Gilles Cohen dedicates his work to Wolf, his grand-father: ‘In front of us, there were eight people, including a woman, all over sixty (…), six teenagers sitting on the floor (…), who initiated this? They started talking, telling what happened. The ‘past’… An hour, two hours? How long could this last? I don’t remember leaving the flat. Or even saying ‘goodbye’’. Gilles Cohen belongs to the third generation. And yet, he never left, he does not remember leaving the flat. Leaving that place.

Now, imagine a four or five-year-old boy, of the second generation. His mother and a friend have tea together, on a regular basis. Under the table, on a regular basis, the little boy plays, between his mother’s pretty legs and the friend’s very shiny black boots. The friend is an Auschwitz survivor. The two women chat: women’s talk, family affairs, camp stories. The little one under the table takes it all in, directly. And later on, it will end up… under his skin. I call this parenteral transmission. ((Translator’s note: Parenteral translates the neologism ‘parentéral’, my guess is that it is a portmanteau word combining parental and colateral. )) All the people born afterwards have been affected by the seemingly anatomic fallout of Nazism and the camps. No need for that to have been a Jewish child. Yet, little Jews were injected a higher dose all the same. As for the rare Jewish babies of the time, ‘hidden children’ or, rather, the children of for ever hidden parents, the effect was not so much under their skin as injuncted ((Translator’s note: I opted for a literal translation of the French term ‘injoncté’ which is equally non idiomatic and, in fact, does not exist, though it implies the implementation of a formal imperative. )) into the very core of their bodies. Whether we want it or not, this parenteral transmission took place. Psychoanalysts come across its consequences in their patients, in the maddest mostly and the most somatising, in their other patients too. Often it is incomprehensible to them. (What do black boots make you think about, Doctor?) Some acting-out occurs as a result, some acting in the public sphere.

In 1979–1989, in the same public sphere, the rise of negationism was noticeable. As a deportee, I at once sought the help of my fellow psychoanalysts. But they failed to grasp the urgency of the situation. Lacan was already on his way out. And the others could not see that a lock—an ethical lock—was being broken. We all now know what rushed into that breach. One day, I was complaining about that deafness to my friend and fellow-deportee Louise Alcan, then the Secretary of the Auschwitz Association. She handed me a book – ‘Here, that’ll cheer you up!’ It was the Auschwitz Album, still in the English edition, an album that had belonged to a Czech deportee named Lili Jacob. I leafed through it eagerly. ‘You already know all these photos’, Louise said, ‘on Auschwitz, these are the only ones in circulation’. True, but I had never seen them all at once like this, a facsimile tied together with a fine cord, a true family album! One photo stood out for me. In it, a winding line could be seen, made up of already selected people – elderly people, women, children. It first ran alongside the tracks, continued on the ramp, then turned at a right angle across the tracks, then back to its original direction, towards the crematorium. At that point, the line went past a low barrack. A pot of geraniums sitting on the outside sill of a window could be made out, barely. I told Louise: ‘I was there, behind that window’. (The only reason I was able see the pot of geraniums on the photo is because I knew it was there.)—’So what,’ Louise replied, ‘it sounds as if you wanted to provide evidence, there would be so much more to prove!’ I indeed wanted to provide evidence. I could prove to my fellow psychoanalysts that this concerned them, how this concerned them.

Data section
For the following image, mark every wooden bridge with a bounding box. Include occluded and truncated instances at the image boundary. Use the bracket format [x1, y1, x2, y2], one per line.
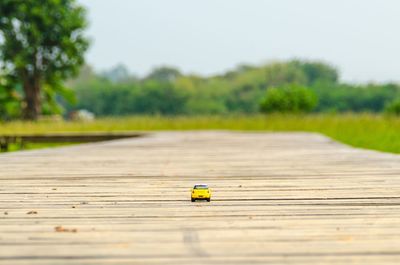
[0, 132, 400, 265]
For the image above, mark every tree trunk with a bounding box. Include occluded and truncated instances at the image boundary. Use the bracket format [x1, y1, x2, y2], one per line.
[24, 74, 42, 120]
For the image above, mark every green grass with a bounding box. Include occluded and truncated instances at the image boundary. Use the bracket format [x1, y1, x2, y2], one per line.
[0, 114, 400, 153]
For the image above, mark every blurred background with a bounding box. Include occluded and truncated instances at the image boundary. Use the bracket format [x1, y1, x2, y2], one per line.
[0, 0, 400, 152]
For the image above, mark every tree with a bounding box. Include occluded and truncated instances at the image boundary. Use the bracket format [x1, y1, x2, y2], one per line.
[261, 85, 318, 113]
[146, 66, 182, 82]
[0, 0, 88, 120]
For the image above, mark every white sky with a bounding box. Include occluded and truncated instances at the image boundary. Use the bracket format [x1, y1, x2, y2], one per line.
[78, 0, 400, 82]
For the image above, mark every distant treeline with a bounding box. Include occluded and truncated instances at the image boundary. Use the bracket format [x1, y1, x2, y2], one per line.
[67, 60, 400, 116]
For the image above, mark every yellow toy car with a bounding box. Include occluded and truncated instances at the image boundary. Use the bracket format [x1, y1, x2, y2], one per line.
[191, 184, 211, 202]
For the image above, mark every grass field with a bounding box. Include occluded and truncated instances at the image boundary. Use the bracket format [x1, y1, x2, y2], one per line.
[0, 114, 400, 153]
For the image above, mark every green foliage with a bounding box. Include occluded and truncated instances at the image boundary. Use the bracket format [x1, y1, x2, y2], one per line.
[385, 99, 400, 116]
[261, 85, 318, 113]
[0, 114, 400, 153]
[68, 60, 400, 116]
[0, 0, 88, 119]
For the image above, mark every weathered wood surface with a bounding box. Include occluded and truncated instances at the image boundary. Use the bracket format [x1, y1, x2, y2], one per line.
[0, 132, 400, 265]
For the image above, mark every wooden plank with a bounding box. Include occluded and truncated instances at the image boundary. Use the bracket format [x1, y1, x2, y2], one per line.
[0, 132, 143, 144]
[0, 132, 400, 264]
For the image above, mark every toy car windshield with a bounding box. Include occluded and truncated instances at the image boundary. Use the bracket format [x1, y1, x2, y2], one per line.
[194, 185, 208, 190]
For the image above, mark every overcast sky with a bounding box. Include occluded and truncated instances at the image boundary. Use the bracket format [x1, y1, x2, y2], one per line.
[78, 0, 400, 82]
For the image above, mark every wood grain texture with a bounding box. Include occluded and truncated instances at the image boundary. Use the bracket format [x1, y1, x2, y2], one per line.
[0, 132, 400, 265]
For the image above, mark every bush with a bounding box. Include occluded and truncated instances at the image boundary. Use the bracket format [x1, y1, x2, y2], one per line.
[385, 98, 400, 115]
[261, 85, 318, 113]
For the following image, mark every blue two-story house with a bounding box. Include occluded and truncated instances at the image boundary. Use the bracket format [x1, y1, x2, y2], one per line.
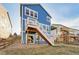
[20, 4, 53, 45]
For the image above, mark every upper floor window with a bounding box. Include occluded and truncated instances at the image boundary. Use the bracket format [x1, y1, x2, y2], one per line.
[26, 9, 30, 15]
[25, 7, 38, 19]
[46, 16, 51, 22]
[30, 11, 33, 17]
[35, 13, 37, 18]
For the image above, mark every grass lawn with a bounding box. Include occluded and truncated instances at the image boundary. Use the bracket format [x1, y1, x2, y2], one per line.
[0, 45, 79, 55]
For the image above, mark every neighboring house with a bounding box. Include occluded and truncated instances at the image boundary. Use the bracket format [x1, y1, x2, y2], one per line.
[20, 4, 53, 45]
[0, 4, 12, 39]
[52, 24, 79, 43]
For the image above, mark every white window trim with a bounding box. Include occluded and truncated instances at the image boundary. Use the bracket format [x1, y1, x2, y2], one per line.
[46, 16, 51, 22]
[24, 7, 38, 19]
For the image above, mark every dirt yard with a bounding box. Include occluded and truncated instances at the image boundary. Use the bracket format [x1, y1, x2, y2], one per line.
[0, 45, 79, 55]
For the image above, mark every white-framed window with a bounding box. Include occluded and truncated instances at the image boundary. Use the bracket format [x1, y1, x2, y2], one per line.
[46, 16, 51, 22]
[25, 7, 38, 19]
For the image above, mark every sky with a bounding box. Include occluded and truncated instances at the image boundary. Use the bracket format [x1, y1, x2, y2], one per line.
[2, 3, 79, 34]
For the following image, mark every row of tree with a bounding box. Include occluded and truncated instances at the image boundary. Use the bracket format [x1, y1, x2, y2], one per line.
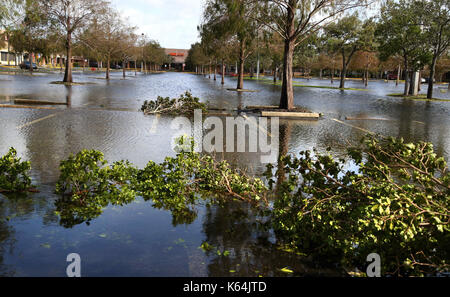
[187, 0, 450, 109]
[0, 0, 170, 83]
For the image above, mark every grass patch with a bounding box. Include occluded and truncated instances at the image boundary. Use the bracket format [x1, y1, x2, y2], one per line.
[388, 94, 450, 102]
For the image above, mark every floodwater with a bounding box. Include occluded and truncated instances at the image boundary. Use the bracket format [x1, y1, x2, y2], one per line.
[0, 73, 450, 276]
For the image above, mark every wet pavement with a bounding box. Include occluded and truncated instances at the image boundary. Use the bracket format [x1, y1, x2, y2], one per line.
[0, 72, 450, 276]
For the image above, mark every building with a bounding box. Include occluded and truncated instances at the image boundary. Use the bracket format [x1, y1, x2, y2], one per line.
[164, 48, 189, 71]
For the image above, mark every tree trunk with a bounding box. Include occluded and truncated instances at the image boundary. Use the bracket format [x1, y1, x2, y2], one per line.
[6, 34, 11, 66]
[427, 55, 437, 99]
[280, 37, 295, 110]
[63, 32, 73, 83]
[237, 40, 245, 90]
[106, 55, 111, 79]
[403, 58, 410, 96]
[339, 60, 347, 89]
[364, 68, 369, 87]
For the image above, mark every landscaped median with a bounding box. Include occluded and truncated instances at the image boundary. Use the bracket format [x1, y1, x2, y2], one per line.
[387, 94, 450, 102]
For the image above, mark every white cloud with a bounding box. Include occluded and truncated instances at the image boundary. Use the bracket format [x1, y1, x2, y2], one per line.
[112, 0, 205, 49]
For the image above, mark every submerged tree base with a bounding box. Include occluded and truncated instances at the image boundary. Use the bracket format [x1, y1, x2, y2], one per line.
[141, 92, 207, 115]
[50, 81, 95, 86]
[388, 94, 450, 102]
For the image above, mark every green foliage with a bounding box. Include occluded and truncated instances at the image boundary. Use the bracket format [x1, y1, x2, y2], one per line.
[56, 138, 266, 227]
[0, 148, 32, 193]
[266, 137, 450, 275]
[141, 92, 207, 115]
[56, 150, 137, 227]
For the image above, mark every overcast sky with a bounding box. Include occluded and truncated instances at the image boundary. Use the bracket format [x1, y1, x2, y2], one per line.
[111, 0, 205, 49]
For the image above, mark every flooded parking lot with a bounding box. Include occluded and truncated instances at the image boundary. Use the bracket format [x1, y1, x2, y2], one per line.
[0, 72, 450, 276]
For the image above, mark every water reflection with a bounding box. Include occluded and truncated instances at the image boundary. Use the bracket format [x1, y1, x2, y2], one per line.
[0, 73, 450, 276]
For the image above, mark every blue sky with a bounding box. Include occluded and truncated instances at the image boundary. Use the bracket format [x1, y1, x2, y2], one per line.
[111, 0, 205, 49]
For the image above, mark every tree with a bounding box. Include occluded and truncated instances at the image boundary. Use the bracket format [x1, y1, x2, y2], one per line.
[0, 0, 26, 65]
[38, 0, 108, 83]
[375, 0, 432, 96]
[8, 1, 47, 73]
[422, 0, 450, 99]
[186, 42, 207, 73]
[258, 0, 367, 110]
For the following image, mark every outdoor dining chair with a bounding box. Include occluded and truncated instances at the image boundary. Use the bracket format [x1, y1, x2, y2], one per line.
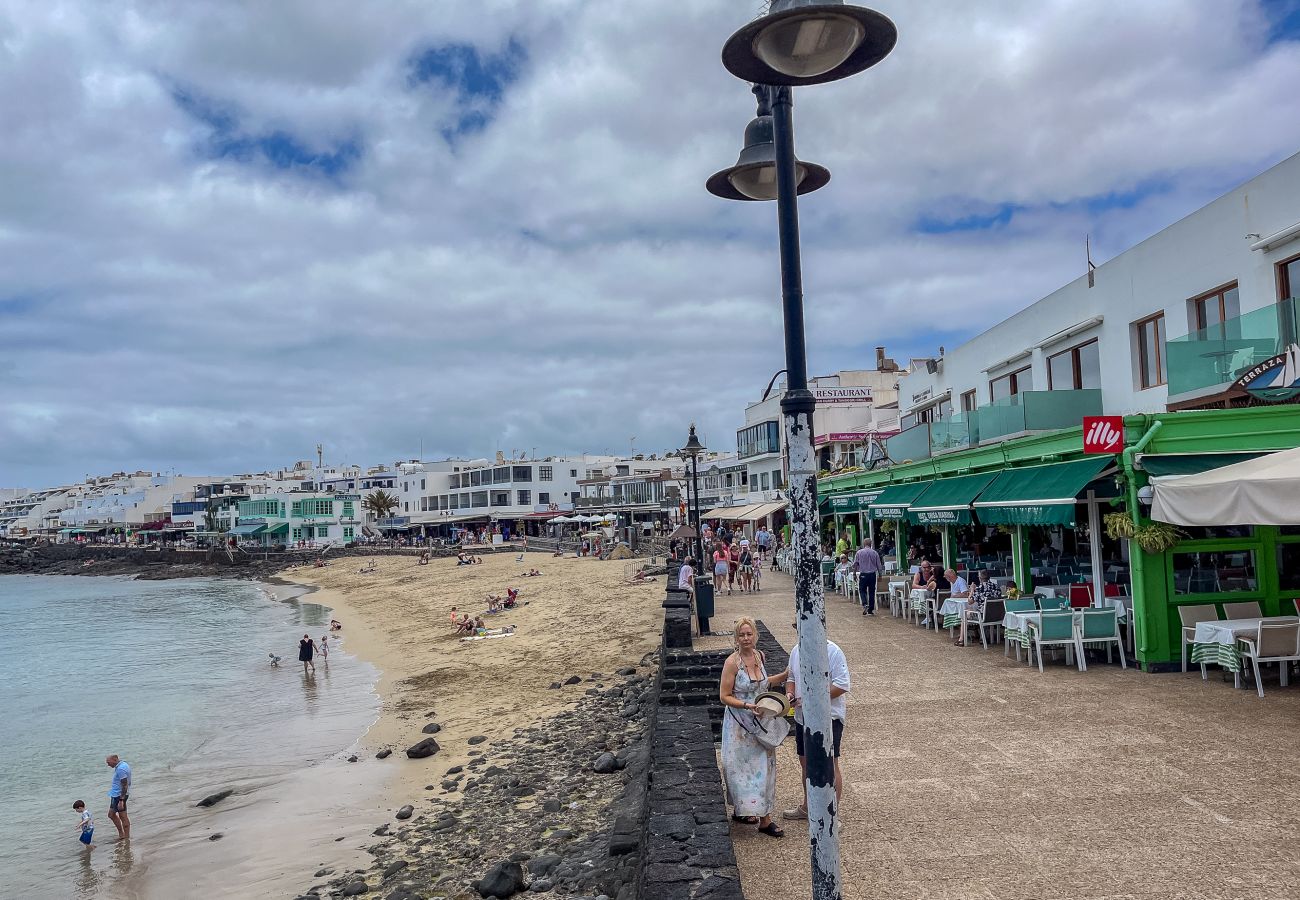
[1079, 606, 1128, 668]
[962, 600, 1006, 650]
[1178, 603, 1218, 675]
[1223, 600, 1264, 619]
[1236, 622, 1300, 697]
[1030, 613, 1083, 672]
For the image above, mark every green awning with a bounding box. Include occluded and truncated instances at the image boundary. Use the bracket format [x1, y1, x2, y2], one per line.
[1140, 453, 1264, 479]
[907, 472, 998, 525]
[867, 481, 930, 519]
[972, 457, 1115, 525]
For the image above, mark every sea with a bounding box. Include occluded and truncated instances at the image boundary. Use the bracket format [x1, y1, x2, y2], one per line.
[0, 575, 380, 900]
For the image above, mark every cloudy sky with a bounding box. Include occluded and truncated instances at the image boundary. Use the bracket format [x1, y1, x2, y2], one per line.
[0, 0, 1300, 486]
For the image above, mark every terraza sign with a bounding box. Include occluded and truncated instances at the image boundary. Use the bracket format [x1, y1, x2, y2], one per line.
[813, 388, 871, 403]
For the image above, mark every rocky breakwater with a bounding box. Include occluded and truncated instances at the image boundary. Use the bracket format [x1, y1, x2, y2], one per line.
[299, 654, 657, 900]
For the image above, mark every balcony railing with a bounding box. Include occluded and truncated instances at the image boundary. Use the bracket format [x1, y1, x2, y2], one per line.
[1165, 297, 1300, 397]
[885, 389, 1101, 463]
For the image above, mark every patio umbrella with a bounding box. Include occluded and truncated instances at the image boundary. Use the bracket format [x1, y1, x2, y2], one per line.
[1151, 447, 1300, 525]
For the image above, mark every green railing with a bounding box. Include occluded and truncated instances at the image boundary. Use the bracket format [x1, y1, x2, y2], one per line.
[885, 423, 930, 463]
[1165, 297, 1300, 397]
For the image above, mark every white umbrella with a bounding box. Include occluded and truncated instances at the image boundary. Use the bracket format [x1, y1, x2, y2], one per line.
[1151, 447, 1300, 525]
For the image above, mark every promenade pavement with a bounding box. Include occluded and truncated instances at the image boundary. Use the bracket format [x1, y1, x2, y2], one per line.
[701, 572, 1300, 900]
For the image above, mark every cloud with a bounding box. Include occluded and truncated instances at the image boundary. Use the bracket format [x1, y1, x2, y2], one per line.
[0, 0, 1300, 484]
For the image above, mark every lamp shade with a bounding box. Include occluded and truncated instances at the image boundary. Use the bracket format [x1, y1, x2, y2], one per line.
[723, 0, 898, 86]
[705, 116, 831, 200]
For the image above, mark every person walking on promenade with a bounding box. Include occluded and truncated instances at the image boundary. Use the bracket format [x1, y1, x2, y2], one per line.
[104, 753, 131, 840]
[785, 639, 850, 821]
[853, 537, 885, 615]
[718, 615, 787, 838]
[298, 635, 316, 675]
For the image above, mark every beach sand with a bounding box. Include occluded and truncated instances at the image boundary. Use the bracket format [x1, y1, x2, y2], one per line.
[273, 553, 664, 886]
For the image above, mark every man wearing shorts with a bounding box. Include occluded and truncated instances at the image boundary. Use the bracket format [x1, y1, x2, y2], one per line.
[104, 753, 131, 840]
[785, 639, 849, 819]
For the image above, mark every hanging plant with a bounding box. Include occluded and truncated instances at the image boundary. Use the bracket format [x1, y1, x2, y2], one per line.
[1134, 522, 1184, 553]
[1101, 512, 1138, 541]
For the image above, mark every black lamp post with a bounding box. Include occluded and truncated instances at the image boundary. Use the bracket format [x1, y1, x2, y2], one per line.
[707, 7, 898, 900]
[681, 423, 705, 577]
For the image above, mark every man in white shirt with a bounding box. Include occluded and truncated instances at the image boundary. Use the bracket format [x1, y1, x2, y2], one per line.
[785, 640, 849, 819]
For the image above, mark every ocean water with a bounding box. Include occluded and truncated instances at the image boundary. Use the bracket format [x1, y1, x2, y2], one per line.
[0, 575, 378, 897]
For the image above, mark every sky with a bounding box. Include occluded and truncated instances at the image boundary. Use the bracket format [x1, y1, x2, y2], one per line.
[0, 0, 1300, 486]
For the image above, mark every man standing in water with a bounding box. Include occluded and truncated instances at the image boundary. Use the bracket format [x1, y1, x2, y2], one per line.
[104, 753, 131, 840]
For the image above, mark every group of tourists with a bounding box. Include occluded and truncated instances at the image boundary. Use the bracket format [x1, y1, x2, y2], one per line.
[718, 616, 850, 838]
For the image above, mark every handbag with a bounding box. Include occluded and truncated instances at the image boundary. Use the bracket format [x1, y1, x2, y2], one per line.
[727, 706, 790, 750]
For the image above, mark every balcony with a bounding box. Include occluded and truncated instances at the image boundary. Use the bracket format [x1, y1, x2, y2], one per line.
[885, 390, 1101, 463]
[1165, 297, 1300, 399]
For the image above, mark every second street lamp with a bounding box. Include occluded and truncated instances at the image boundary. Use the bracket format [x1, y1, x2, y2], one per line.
[707, 7, 897, 900]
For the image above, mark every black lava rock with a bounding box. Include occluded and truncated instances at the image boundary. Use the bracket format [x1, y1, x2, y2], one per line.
[407, 737, 442, 760]
[195, 788, 234, 806]
[478, 860, 524, 899]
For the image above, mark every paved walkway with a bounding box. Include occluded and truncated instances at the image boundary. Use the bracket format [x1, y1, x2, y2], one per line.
[709, 572, 1300, 900]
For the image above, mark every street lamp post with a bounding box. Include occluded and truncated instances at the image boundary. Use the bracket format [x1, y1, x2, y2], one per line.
[681, 423, 705, 577]
[707, 0, 897, 900]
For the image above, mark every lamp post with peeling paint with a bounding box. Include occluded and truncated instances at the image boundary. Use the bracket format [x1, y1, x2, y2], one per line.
[707, 0, 897, 900]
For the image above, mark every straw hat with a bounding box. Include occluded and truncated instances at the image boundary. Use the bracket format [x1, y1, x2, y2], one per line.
[754, 691, 790, 717]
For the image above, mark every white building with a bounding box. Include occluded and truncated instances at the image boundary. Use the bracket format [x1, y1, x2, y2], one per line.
[889, 148, 1300, 462]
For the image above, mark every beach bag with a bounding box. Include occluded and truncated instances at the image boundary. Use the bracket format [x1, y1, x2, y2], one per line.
[727, 706, 790, 750]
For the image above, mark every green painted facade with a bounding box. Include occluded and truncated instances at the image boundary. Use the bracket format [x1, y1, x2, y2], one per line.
[818, 404, 1300, 668]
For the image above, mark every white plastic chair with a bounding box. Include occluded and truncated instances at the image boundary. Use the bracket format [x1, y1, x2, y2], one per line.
[1236, 622, 1300, 697]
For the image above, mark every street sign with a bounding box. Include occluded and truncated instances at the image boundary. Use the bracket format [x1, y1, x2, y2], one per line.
[1083, 416, 1125, 453]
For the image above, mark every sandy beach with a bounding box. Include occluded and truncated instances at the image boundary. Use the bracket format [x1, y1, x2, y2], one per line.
[281, 553, 664, 884]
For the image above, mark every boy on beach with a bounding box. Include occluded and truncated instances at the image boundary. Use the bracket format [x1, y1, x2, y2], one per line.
[73, 800, 95, 851]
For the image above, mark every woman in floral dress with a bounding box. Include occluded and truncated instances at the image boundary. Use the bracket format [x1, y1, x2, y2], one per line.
[718, 616, 787, 838]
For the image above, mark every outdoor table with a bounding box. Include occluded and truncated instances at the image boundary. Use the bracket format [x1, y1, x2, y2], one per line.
[1192, 615, 1300, 688]
[939, 597, 966, 631]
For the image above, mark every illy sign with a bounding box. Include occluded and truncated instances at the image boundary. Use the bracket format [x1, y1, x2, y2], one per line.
[1083, 416, 1125, 453]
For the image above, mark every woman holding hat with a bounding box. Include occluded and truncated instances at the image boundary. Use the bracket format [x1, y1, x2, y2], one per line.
[718, 616, 787, 838]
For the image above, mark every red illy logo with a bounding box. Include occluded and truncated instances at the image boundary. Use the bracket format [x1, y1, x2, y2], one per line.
[1083, 416, 1125, 453]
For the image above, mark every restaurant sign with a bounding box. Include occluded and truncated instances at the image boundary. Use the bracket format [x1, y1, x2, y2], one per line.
[1083, 416, 1125, 453]
[813, 388, 871, 403]
[1232, 343, 1300, 403]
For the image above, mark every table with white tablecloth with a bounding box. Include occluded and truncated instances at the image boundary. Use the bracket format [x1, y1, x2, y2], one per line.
[1192, 615, 1300, 675]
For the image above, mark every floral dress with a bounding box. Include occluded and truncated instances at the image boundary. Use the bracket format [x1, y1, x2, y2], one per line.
[723, 658, 776, 815]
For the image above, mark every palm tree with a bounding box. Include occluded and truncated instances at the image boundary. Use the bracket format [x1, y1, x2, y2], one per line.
[361, 490, 400, 519]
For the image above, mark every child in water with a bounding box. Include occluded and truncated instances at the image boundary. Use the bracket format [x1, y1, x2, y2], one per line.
[73, 800, 95, 851]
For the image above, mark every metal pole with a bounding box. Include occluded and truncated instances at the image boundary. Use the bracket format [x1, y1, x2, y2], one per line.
[768, 86, 840, 900]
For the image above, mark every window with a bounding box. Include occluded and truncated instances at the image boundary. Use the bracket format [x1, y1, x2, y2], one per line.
[1278, 256, 1300, 300]
[1134, 312, 1167, 390]
[1187, 281, 1240, 332]
[988, 365, 1034, 403]
[736, 421, 781, 459]
[1048, 339, 1101, 390]
[1174, 550, 1260, 594]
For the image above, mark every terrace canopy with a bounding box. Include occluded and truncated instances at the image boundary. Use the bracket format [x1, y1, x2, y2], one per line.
[1151, 447, 1300, 525]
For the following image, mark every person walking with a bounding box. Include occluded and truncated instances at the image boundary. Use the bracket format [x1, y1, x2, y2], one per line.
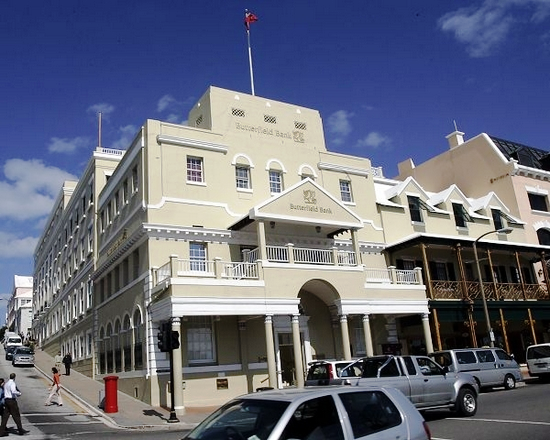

Exercise instructions
Please reproduce, word for word, the stretch of the Auschwitz memoir passage above from "Gilles Cohen dedicates" through "Leaving that place.".

Completed exercise
Gilles Cohen dedicates his work to Wolf, his grand-father: ‘In front of us, there were eight people, including a woman, all over sixty (…), six teenagers sitting on the floor (…), who initiated this? They started talking, telling what happened. The ‘past’… An hour, two hours? How long could this last? I don’t remember leaving the flat. Or even saying ‘goodbye’’. Gilles Cohen belongs to the third generation. And yet, he never left, he does not remember leaving the flat. Leaving that place.